Rewrite the lines below, swapping "dry leaf" for "withered leaf" and keeping everything else unchanged. Leave the pictures out of the output.

* BEGIN *

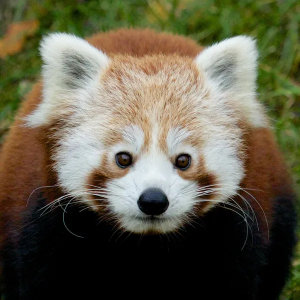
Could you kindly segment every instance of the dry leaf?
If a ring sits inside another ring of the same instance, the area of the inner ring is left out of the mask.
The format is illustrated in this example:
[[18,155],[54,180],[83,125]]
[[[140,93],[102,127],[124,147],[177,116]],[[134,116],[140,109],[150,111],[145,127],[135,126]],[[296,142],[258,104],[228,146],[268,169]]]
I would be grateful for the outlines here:
[[38,21],[26,21],[11,24],[3,38],[0,40],[0,58],[15,54],[23,47],[25,38],[34,34],[38,28]]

* END *

* [Worked solution]:
Could you kindly segment every instance of the withered leaf?
If a ring sits inside another ring of the same instance, the area of the inner ring is left out of the mask.
The format is illustrated in this example:
[[18,155],[54,180],[83,125]]
[[[140,93],[102,127],[124,147],[177,116]],[[134,116],[140,109],[150,111],[145,127],[135,126]],[[296,142],[258,104],[228,146],[268,169]]]
I would be grateful for the outlines here:
[[38,21],[26,21],[11,24],[3,38],[0,40],[0,58],[15,54],[23,47],[25,38],[34,34],[38,28]]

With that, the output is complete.